■ Challenge a ■
Quote the rows word for word, everything from the line containing "For the audit, pick out each instance of the smiling" down to the last line of the rows.
-- begin Extracted text --
SD_STATE_CANCEL = "cancel"
class StableDiffusionPipeline:
def __init__(
self,
scheduler: Union[
DDIMScheduler,
PNDMScheduler,
LMSDiscreteScheduler,
KDPM2DiscreteScheduler,
EulerDiscreteScheduler,
EulerAncestralDiscreteScheduler,
DPMSolverMultistepScheduler,
SharkEulerDiscreteScheduler,
DEISMultistepScheduler,
],
sd_model: SharkifyStableDiffusionModel,
import_mlir: bool,
use_lora: str,
ondemand: bool,
):
self.vae = None
self.text_encoder = None
self.unet = None
self.model_max_length = 77
self.scheduler = scheduler
# TODO: Implement using logging python utility.
self.log = ""
self.status = SD_STATE_IDLE
self.sd_model = sd_model
self.import_mlir = import_mlir
self.use_lora = use_lora
self.ondemand = ondemand
# TODO: Find a better workaround for fetching base_model_id early enough for CLIPTokenizer.
try:
self.tokenizer = get_tokenizer()
except:
self.load_unet()
self.unload_unet()
self.tokenizer = get_tokenizer()
def load_clip(self):
if self.text_encoder is not None:
return
if self.import_mlir or self.use_lora:
if not self.import_mlir:
print(
"Warning: LoRA provided but import_mlir not specified. Importing MLIR anyways."
)
self.text_encoder = self.sd_model.clip()
else:
try:
self.text_encoder = get_clip()
except:
print("download pipeline failed, falling back to import_mlir")
self.text_encoder = self.sd_model.clip()
-- end Extracted text --
-- begin Data records --
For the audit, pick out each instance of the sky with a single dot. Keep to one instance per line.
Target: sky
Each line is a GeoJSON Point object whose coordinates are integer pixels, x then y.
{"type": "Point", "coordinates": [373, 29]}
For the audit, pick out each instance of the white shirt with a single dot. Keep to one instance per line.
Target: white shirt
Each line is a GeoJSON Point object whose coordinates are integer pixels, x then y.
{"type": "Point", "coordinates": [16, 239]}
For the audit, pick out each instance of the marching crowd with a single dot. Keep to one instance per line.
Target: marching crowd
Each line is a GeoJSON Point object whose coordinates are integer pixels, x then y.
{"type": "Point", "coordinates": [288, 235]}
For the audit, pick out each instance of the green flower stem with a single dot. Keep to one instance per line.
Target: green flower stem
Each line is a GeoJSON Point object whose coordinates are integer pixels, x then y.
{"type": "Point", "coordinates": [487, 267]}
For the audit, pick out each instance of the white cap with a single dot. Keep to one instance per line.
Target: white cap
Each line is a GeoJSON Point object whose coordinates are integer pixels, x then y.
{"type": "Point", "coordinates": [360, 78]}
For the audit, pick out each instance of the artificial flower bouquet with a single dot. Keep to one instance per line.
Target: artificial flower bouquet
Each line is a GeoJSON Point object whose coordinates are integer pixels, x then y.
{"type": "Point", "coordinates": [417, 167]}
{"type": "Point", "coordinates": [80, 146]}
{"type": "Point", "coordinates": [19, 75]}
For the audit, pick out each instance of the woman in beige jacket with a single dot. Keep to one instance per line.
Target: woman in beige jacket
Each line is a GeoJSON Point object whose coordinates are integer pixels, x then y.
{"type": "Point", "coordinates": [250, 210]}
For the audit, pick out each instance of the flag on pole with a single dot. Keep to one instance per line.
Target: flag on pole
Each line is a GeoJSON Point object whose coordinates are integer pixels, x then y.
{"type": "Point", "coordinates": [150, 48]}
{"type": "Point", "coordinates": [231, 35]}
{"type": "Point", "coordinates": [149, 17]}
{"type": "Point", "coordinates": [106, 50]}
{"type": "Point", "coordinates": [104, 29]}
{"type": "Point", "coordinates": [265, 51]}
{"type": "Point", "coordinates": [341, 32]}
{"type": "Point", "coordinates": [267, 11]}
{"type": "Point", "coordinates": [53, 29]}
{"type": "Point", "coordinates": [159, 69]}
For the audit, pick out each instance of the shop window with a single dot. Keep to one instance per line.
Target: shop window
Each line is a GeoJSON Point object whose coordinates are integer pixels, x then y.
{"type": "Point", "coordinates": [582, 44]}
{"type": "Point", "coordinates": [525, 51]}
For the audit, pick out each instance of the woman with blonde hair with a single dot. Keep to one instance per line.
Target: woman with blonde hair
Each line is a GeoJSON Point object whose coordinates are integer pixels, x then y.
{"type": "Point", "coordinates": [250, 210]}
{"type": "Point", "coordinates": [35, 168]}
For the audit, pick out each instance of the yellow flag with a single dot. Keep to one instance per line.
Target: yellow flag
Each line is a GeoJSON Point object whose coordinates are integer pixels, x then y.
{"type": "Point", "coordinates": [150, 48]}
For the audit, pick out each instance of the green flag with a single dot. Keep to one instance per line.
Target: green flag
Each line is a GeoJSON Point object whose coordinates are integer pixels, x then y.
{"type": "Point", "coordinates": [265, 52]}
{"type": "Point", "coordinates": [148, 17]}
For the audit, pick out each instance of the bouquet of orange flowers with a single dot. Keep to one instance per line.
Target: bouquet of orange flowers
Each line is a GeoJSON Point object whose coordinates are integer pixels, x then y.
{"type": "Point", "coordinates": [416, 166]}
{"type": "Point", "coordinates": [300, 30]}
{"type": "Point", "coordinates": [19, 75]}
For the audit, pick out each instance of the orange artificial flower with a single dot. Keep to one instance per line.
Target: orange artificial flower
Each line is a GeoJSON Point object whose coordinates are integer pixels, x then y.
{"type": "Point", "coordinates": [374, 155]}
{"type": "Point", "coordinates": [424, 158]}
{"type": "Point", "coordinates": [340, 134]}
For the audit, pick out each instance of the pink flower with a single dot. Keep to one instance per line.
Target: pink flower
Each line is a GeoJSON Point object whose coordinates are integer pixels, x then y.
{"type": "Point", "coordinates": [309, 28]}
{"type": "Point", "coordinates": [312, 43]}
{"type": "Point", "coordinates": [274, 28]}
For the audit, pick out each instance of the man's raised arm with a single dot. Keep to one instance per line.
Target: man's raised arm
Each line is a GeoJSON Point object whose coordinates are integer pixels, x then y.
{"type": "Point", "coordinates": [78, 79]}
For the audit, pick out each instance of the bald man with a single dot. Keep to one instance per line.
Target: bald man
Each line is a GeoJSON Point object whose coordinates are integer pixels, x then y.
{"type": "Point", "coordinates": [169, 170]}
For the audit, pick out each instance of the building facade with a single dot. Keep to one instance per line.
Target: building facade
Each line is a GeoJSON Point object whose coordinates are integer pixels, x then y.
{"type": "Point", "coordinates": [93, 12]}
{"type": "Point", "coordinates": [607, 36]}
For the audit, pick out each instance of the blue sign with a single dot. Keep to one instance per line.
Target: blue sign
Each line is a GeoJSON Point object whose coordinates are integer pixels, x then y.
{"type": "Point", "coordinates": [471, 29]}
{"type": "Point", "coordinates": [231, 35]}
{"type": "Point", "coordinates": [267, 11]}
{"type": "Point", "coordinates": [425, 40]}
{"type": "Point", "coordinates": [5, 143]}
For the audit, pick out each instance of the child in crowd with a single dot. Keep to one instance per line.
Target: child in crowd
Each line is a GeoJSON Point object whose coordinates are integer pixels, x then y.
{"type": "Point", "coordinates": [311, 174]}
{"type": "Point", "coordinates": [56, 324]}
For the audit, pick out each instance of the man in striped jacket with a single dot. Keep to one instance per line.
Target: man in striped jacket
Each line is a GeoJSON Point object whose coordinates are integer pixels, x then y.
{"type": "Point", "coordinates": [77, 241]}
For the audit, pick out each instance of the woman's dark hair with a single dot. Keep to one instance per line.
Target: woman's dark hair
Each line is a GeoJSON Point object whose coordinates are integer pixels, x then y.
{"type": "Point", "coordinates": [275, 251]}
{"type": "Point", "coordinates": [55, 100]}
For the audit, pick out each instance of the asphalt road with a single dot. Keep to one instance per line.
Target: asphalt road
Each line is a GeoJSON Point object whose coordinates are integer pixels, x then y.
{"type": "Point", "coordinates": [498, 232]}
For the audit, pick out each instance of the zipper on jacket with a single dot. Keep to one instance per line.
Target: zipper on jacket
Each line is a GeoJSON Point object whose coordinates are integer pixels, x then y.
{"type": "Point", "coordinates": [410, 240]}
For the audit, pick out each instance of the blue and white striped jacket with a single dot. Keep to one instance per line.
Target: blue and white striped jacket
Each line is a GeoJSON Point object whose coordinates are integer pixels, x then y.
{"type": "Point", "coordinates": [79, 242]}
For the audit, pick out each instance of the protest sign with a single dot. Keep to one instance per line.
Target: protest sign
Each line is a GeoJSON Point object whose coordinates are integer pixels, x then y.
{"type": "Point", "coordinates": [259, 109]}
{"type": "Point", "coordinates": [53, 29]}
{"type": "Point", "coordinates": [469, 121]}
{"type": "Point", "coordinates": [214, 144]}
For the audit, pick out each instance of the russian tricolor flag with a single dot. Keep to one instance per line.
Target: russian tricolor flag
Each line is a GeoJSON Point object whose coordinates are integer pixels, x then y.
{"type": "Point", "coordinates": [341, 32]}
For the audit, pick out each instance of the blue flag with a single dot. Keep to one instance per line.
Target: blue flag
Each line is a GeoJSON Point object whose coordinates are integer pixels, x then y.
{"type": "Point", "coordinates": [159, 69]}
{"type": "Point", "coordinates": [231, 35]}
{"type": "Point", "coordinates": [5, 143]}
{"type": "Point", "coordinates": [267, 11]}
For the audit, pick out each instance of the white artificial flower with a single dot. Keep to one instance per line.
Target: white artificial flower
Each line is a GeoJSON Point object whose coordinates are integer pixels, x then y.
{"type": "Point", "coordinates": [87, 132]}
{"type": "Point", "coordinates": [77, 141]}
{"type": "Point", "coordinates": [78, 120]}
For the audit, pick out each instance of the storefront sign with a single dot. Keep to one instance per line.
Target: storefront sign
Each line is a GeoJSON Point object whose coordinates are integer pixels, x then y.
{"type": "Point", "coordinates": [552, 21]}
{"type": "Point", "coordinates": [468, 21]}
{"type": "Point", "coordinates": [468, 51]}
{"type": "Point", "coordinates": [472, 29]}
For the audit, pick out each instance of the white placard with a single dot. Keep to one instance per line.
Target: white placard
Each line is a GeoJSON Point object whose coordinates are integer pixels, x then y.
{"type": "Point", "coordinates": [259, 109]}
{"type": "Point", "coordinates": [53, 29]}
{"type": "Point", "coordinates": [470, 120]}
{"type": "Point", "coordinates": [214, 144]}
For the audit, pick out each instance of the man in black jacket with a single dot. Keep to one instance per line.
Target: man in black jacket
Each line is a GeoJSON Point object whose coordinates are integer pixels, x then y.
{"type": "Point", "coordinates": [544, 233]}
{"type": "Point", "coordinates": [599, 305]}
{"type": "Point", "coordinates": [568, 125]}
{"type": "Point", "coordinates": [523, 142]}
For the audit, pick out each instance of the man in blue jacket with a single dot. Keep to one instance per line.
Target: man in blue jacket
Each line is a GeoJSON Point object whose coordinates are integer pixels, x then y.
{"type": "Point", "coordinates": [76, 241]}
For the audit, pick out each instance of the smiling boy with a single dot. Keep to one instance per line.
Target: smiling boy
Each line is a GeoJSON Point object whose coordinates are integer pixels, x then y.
-- end Data records --
■ Challenge b ■
Switch "text_encoder" to "clip_encoder" in the Stable Diffusion pipeline code, and write out everything from "self.unload_unet()" down to "self.text_encoder = get_clip()" with that change.

■ Expected answer a ■
For the audit, pick out each instance of the smiling boy with a single dot. Keep to one instance per line.
Target: smiling boy
Each line is a GeoJSON Point object whose coordinates are integer pixels, x then y.

■ Expected answer b ■
self.unload_unet()
self.tokenizer = get_tokenizer()
def load_clip(self):
if self.clip_encoder is not None:
return
if self.import_mlir or self.use_lora:
if not self.import_mlir:
print(
"Warning: LoRA provided but import_mlir not specified. Importing MLIR anyways."
)
self.clip_encoder = self.sd_model.clip()
else:
try:
self.clip_encoder = get_clip()